Thanks for writing to me, I am glad you did. I actually think your friends response is reasonable, normal and in many ways, very wise. I have found there is a very strong tendency, particularly amongst Christians, to have widely ambiguous and not always Biblical views about life threatening diseases like cancer. I’ve seen also a tendency for people to believe they have a right to judge others for their choices in cancer treatment. I believe that how a person chooses to participate in their own physical and spiritual healing is between them and God. However, some Christians seem to believe that it’s their responsibility to make sure a person is doing what they think they might do under the same circumstances, a bit like Job’s friends. No wonder your friend doesn’t want to tell many people what she is going through and what her choices are. She probably realises that in a speedy minute she would have more of others people’s opinions, judgements, advice and “kind words” than she is prepared to put up with. Not everyone who goes through cancer wants to be treated as its victim. She sounds like a woman trying very hard to take control of her own situation, and it also sounds like she’s doing a pretty good job.

Are Christians not called to have compassion for and help each other when a member of the church body needs it?  Of course. But I have found that many Christians appear to believe that really sick or damaged people in the church are “church property”. They want to know all their business, as if being sick means you have to give up all rights you have to privacy. When I was sick, for some reason people felt they could come into my house uninvited any time they liked, as if I had relinquished my right to a front door. This is made worse when these same people are the ones who want to help, and whose help you actually want, and need.

I’m afraid that I agree with your friend. It sounds like she has a healthy sense of boundaries. I think the church should fulfil her wish to be upheld in prayer, and continue to bring her meals, whilst resisting the temptation to have her trade for these services by satisfying the curiosity of the helpers. She should be cross that the church seems to be forgetting about her. It absolutely is enough for them to know she is a sister in need of their support and assistance, and she should not be made to feel she must share all her gory details.

Think about it. This woman is coping with the very real fear she may not see her children grow up, and their father is nowhere in sight. She is probably wondering if anyone will ever love her body again. Will she be permanently disfigured by the disease, or perhaps even mutilated by the treatment? Has God abandoned her? The last thing she needs to worry about is whether her church friend’s feelings are being hurt because she doesn’t want to sit around with them and have a big cry about it. She is not worried about their hurt feelings, or their morbid curiousity. She is fighting to maintain the life she has made for herself, and creating a future for her children that perhaps excludes their mother (as it already does their father). If she leaves them, it will be through no fault or desire of her own.

If this woman’s disease has created a barrier between her and the church, I think the church needs to take a good, hard look at itself. And I also think she ought to extend her reach for support. Sometimes it’s better to leave your friends out of it; they can be too invested emotionally in the situation to be much real help.

Your church has a wonderful opportunity to show your friend true Christlike charity and grace by loving her and supporting her no matter what. Tell those women to get over themselves and start making casseroles. They need to look beyond this woman’s behaviour, mind their own business and just demonstrate Christs love to her without expecting the trade-off of her privacy and good behaviour, which they clearly feel should serve as a down payment for their services.

And, if they can’t bake, for goodness sake tell them do not stop praying!

Tell your friend my heart is breaking for her, and I will pray for her continued healing.

- - -

■ Problem requirements: In the reply about a friend facing cancer, what does the writer say the church should continue to bring her?

- - -

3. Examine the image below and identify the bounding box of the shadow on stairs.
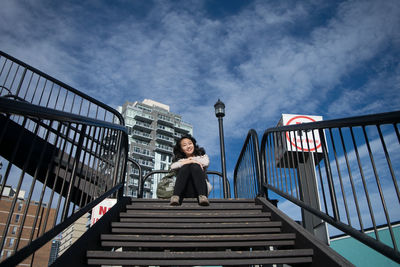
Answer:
[54,198,351,266]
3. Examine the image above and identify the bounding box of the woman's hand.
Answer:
[182,157,204,170]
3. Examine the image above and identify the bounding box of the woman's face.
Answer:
[181,138,194,157]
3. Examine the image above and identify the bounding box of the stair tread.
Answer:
[111,221,282,229]
[126,203,261,210]
[87,249,313,259]
[101,233,296,242]
[131,198,255,205]
[120,211,271,220]
[101,239,295,249]
[120,217,271,223]
[111,227,281,234]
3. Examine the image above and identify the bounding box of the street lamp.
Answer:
[214,99,229,197]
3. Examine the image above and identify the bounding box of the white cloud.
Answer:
[0,0,400,168]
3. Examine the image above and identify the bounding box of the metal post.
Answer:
[214,99,230,198]
[218,117,229,198]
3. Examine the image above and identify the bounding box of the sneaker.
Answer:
[199,195,210,206]
[169,196,179,206]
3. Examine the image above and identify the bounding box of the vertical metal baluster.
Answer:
[338,128,364,231]
[46,83,54,108]
[86,127,104,203]
[350,127,379,234]
[319,129,340,220]
[312,131,328,214]
[15,120,52,251]
[72,126,92,213]
[40,122,70,235]
[362,126,397,250]
[0,118,39,254]
[23,72,34,99]
[15,68,27,96]
[61,124,86,221]
[329,128,351,225]
[288,131,300,199]
[376,124,400,202]
[279,133,289,194]
[0,59,14,94]
[38,79,48,106]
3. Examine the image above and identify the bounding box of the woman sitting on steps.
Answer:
[170,135,210,206]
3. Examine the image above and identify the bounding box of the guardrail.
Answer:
[233,129,264,198]
[0,52,128,266]
[260,112,400,262]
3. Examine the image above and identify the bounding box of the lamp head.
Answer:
[214,99,225,118]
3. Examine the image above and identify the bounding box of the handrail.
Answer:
[0,51,129,266]
[233,129,265,198]
[0,183,123,267]
[138,170,230,198]
[0,97,128,134]
[260,111,400,262]
[0,50,125,125]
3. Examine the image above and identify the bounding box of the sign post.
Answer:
[90,198,117,227]
[275,114,329,244]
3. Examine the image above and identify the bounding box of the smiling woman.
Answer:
[170,135,210,206]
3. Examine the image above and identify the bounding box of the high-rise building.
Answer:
[58,213,90,256]
[0,185,56,266]
[119,99,193,198]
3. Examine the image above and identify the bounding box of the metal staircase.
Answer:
[0,51,400,266]
[81,198,350,266]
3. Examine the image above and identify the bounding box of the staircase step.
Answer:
[87,249,313,266]
[131,198,254,205]
[101,233,296,242]
[126,202,261,210]
[120,213,271,220]
[111,221,282,229]
[120,217,271,223]
[101,239,294,250]
[111,227,281,235]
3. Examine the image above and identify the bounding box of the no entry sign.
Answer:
[280,114,322,152]
[90,198,117,227]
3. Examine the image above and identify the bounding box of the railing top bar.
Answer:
[0,50,125,125]
[264,111,400,135]
[0,97,127,133]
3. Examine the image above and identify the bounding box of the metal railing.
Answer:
[260,112,400,262]
[138,170,229,199]
[0,52,128,266]
[233,129,263,198]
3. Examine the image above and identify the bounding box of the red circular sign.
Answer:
[286,115,321,152]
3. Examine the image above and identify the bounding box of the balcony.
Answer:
[132,121,153,133]
[157,114,174,126]
[134,112,154,123]
[132,130,152,141]
[157,124,174,136]
[132,148,154,159]
[175,122,192,134]
[156,134,174,145]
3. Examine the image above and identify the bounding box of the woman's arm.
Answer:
[191,154,210,168]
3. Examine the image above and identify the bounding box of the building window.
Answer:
[8,238,15,248]
[11,226,18,235]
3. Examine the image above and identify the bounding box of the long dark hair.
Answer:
[172,134,206,162]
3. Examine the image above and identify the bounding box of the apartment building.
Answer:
[118,99,193,198]
[0,185,56,267]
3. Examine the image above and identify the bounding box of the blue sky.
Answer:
[0,0,400,186]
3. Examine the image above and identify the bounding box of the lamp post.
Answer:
[214,99,229,197]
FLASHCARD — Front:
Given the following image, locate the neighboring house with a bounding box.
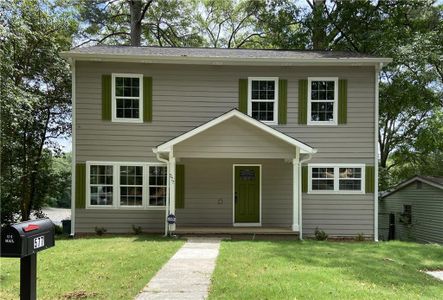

- - -

■ Answer box: Meals.